Set problem —
Answer these questions using the passage below on Japan's response to Chinese military pressure:
(a) Besides enhanced JCG patrol capabilities, what must Japan enhance?
(b) What would China deploy to establish sea and air superiority?
(c) Up to what perimeter would China seek to deny access to US forces?

Document section —
◇ ◇ ◇ ◇ ◇ ◇ ◇

To ensure that the Chinese do not gain this sort of misguided confidence, it will take more than just enhanced JCG patrol capabilities. Japan must also enhance the MSDF’s capabilities to swiftly negate any Chinese efforts at escalation, thereby underpinning its national capability to handle situations arising in the gray zone.
Let us turn next to the mid- to high-intensity crisis scenario of a Chinese blockade of the seas around Taiwan or an attempted military invasion of the island. China’s first move would be to deploy its cyber warfare and electronic interference measures while also missile salvo to destroy airbases and port facilities in Japan and Guam. Having exhausted the US and Japanese missile defense resources in the region, it would then deploy its fighter-bombers and warships to establish sea and air superiority in the area up to the “first island chain,” seeking to deny access to US forces up to this perimeter. The upshot of all of this is that Japan’s task is to convince China that this set of military goals cannot be achieved.

◇ ◇ ◇ ◇ ◇ ◇ ◇

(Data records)
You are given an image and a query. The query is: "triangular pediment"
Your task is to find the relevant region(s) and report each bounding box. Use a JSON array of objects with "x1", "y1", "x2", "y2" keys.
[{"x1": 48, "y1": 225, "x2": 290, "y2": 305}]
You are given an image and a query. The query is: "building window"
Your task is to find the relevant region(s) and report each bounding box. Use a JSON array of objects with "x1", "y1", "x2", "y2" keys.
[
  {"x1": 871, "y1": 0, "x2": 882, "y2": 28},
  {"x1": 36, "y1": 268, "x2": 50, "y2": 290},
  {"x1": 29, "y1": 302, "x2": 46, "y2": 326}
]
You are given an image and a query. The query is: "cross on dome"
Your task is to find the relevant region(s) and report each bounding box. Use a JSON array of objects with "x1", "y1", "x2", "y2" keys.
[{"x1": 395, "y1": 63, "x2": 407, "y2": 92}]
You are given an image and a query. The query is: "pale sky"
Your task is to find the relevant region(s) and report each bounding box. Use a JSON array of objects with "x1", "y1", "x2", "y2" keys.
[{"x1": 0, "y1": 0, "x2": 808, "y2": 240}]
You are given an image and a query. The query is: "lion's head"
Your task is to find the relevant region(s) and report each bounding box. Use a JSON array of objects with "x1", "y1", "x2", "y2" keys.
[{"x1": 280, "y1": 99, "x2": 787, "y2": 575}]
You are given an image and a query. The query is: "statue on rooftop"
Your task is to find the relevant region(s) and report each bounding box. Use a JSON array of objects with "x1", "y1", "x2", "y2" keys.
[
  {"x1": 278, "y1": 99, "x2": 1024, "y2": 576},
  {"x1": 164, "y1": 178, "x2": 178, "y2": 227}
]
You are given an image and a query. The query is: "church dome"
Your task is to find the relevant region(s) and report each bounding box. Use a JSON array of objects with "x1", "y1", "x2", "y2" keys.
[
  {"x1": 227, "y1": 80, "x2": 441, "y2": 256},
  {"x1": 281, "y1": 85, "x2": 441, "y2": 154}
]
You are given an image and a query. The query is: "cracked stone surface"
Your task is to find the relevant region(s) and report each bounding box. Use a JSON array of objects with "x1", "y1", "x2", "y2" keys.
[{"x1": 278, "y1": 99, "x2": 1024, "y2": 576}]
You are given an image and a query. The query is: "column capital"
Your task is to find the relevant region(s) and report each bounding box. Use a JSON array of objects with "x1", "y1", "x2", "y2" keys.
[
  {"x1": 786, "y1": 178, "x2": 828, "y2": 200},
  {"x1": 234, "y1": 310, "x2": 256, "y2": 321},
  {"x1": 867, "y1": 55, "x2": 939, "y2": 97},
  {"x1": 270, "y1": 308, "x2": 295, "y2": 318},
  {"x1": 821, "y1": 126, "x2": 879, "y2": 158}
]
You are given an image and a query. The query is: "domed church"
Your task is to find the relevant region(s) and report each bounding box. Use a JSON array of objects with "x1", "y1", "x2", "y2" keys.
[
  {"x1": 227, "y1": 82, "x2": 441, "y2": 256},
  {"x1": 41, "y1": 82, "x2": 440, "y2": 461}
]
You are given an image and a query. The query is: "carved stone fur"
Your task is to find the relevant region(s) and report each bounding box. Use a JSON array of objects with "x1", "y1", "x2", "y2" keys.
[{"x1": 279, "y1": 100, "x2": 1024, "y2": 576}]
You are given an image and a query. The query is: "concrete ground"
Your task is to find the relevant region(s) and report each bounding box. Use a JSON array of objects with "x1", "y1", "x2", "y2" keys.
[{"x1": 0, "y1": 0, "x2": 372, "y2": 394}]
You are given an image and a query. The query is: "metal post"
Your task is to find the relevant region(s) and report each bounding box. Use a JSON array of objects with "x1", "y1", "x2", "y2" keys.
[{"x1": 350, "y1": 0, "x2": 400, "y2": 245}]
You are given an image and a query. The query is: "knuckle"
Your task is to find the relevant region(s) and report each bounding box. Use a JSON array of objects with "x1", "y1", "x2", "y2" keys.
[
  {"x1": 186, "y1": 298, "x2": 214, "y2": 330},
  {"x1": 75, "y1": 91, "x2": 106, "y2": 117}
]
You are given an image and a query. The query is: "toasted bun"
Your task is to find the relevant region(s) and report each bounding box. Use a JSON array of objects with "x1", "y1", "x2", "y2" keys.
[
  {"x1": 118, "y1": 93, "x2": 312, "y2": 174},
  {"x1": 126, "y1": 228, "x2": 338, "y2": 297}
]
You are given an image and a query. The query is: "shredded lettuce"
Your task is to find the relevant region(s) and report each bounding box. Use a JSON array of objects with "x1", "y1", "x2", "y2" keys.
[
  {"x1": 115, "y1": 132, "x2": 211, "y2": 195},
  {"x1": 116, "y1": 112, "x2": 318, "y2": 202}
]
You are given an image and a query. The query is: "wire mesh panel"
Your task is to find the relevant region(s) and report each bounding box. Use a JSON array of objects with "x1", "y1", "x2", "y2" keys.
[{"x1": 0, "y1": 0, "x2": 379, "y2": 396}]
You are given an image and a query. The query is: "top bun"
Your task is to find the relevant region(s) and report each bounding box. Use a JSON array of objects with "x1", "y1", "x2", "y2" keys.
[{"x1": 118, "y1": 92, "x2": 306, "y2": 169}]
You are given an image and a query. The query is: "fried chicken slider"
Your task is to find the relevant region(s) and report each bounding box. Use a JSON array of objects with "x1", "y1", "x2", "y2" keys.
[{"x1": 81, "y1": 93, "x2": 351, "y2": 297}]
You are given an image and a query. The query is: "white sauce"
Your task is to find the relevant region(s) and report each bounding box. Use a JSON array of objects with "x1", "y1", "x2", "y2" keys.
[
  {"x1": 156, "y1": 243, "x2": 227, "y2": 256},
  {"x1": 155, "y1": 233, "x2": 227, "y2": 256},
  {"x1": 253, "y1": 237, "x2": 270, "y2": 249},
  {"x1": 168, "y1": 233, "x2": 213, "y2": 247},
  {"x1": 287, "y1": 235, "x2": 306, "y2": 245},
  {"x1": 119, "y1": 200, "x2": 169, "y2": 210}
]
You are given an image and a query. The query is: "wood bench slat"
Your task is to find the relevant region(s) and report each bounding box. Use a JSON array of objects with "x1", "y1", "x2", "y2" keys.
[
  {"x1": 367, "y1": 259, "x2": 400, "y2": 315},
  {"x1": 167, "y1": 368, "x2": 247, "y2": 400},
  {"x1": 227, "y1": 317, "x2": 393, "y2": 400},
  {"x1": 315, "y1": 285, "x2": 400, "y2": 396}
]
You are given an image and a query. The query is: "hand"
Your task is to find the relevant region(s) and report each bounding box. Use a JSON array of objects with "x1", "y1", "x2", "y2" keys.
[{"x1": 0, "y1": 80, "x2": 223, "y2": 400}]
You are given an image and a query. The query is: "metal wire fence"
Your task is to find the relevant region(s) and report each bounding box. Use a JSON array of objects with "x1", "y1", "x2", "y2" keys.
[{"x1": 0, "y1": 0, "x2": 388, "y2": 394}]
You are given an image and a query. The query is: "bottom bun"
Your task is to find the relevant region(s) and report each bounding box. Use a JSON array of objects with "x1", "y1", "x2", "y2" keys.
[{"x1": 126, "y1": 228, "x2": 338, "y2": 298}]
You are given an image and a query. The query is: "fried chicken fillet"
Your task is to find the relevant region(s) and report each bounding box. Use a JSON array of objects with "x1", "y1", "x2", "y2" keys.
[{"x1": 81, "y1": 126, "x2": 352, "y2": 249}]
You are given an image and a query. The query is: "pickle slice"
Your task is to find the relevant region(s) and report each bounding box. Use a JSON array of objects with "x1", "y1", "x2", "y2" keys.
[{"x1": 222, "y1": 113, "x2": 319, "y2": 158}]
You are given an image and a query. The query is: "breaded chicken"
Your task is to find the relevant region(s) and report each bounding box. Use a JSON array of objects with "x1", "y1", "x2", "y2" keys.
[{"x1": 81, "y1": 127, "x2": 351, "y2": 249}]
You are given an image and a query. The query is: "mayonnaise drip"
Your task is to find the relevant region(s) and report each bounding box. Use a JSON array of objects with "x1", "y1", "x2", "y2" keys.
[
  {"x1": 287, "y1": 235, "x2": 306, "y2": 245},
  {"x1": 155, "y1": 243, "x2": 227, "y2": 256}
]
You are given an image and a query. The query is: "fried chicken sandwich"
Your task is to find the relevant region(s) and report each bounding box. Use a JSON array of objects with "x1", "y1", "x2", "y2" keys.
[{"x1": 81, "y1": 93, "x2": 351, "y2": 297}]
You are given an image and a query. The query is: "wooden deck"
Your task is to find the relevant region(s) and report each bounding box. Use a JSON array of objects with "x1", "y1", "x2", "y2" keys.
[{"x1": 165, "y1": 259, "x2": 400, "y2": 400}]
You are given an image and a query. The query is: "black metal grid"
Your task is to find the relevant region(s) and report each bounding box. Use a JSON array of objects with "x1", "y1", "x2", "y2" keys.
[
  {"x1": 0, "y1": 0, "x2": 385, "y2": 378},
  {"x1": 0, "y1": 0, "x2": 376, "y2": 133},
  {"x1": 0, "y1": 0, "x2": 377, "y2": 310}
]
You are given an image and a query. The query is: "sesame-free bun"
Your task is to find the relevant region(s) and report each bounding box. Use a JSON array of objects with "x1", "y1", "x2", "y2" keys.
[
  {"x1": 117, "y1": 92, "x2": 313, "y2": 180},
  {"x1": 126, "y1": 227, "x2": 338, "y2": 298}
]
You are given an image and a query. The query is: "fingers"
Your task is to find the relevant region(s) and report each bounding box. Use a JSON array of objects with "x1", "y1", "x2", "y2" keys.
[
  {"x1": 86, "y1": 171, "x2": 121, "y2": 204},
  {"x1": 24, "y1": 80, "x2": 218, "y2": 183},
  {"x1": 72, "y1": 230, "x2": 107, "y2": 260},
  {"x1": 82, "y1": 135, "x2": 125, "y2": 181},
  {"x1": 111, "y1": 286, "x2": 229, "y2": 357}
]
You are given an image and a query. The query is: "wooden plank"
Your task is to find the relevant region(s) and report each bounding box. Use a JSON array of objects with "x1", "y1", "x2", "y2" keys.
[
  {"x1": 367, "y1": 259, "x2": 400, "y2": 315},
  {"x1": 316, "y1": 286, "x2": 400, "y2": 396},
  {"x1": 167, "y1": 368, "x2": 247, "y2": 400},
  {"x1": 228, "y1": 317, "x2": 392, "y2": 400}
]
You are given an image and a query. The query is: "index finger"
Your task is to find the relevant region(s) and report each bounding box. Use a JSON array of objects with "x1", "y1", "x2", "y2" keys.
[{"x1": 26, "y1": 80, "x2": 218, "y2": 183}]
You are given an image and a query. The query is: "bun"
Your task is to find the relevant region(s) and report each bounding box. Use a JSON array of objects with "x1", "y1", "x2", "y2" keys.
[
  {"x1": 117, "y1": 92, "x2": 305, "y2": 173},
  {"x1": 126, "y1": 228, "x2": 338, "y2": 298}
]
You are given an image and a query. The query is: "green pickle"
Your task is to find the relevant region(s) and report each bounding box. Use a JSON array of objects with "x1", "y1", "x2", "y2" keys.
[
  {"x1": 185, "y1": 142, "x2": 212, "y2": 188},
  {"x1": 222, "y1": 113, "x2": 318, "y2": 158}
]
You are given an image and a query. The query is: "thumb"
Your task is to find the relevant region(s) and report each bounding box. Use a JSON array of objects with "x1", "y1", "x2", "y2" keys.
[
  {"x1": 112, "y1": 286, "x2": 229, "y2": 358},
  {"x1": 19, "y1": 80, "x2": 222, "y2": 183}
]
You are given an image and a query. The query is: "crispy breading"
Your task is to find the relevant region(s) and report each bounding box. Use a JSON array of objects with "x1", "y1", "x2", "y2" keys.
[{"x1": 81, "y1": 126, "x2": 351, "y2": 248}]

◇ ◇ ◇ ◇ ◇ ◇ ◇

Reply to the task —
(a) The MSDF's capabilities to swiftly negate any Chinese efforts at escalation.
(b) Its fighter-bombers and warships.
(c) The "first island chain."